*Set task*
Please pull out every line of the material that contains the word "traffic" and list those lines in the order they appear.
BEGIN Supplied records
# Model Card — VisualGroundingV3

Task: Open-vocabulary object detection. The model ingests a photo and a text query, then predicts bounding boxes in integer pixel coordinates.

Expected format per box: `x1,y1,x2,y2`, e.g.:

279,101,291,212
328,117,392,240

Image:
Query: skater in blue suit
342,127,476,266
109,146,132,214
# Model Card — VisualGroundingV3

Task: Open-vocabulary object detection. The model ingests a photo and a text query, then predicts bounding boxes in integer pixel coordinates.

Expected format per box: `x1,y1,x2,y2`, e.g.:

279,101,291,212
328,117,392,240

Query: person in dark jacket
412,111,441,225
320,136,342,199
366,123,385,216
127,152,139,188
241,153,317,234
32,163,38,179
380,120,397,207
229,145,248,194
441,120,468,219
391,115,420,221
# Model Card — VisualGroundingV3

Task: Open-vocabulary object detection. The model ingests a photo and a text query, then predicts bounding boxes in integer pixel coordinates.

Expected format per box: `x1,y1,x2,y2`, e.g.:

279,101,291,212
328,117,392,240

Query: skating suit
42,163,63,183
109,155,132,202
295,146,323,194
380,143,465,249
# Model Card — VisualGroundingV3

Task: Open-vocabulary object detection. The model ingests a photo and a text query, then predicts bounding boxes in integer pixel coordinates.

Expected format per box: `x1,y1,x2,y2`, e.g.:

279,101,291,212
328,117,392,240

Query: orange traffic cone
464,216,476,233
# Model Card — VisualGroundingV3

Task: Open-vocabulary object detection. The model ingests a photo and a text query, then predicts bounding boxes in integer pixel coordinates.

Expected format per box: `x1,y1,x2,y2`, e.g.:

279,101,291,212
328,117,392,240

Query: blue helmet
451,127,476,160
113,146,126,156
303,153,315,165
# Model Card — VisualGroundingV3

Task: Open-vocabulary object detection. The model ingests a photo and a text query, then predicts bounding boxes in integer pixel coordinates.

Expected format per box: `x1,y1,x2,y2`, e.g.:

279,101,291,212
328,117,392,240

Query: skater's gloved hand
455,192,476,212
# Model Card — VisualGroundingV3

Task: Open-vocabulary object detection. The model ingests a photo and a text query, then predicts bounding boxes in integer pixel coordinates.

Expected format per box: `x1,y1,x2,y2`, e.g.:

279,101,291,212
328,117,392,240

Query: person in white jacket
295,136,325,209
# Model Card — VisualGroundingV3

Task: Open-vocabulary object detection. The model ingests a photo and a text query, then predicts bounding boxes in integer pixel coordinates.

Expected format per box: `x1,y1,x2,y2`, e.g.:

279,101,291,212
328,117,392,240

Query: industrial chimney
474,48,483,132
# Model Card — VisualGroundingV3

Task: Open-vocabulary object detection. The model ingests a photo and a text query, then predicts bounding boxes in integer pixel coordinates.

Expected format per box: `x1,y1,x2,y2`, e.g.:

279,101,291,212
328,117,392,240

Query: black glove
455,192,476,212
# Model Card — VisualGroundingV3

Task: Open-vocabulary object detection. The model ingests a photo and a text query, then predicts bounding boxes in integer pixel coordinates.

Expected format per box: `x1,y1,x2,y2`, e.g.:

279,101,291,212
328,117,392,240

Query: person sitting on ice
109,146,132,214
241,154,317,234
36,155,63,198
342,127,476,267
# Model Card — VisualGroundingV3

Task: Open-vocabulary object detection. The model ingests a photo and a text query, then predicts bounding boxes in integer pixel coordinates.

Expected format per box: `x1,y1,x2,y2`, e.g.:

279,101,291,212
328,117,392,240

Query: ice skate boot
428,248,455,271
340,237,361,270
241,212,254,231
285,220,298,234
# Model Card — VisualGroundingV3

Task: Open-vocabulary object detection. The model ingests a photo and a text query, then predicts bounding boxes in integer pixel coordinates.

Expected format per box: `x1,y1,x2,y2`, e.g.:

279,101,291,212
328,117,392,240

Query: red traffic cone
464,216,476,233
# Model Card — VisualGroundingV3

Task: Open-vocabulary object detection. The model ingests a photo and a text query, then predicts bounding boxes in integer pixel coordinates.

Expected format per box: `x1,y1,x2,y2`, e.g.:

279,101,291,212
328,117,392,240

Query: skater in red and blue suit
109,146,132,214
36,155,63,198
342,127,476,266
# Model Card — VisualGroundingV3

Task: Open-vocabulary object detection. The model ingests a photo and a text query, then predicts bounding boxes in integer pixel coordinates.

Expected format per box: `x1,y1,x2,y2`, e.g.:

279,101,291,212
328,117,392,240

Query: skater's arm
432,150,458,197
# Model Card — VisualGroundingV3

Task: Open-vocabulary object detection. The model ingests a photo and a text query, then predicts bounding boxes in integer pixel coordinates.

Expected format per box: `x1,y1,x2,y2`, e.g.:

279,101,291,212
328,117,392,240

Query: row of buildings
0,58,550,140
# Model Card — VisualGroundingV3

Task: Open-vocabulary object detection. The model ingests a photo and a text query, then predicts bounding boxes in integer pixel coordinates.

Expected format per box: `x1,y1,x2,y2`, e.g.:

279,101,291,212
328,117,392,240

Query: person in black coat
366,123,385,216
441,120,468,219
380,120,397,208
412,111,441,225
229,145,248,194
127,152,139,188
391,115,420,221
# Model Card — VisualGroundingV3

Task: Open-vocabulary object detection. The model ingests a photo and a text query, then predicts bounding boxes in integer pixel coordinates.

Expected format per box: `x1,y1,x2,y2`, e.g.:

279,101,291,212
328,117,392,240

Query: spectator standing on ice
END Supplied records
*Reply to the task*
Query: orange traffic cone
Query: red traffic cone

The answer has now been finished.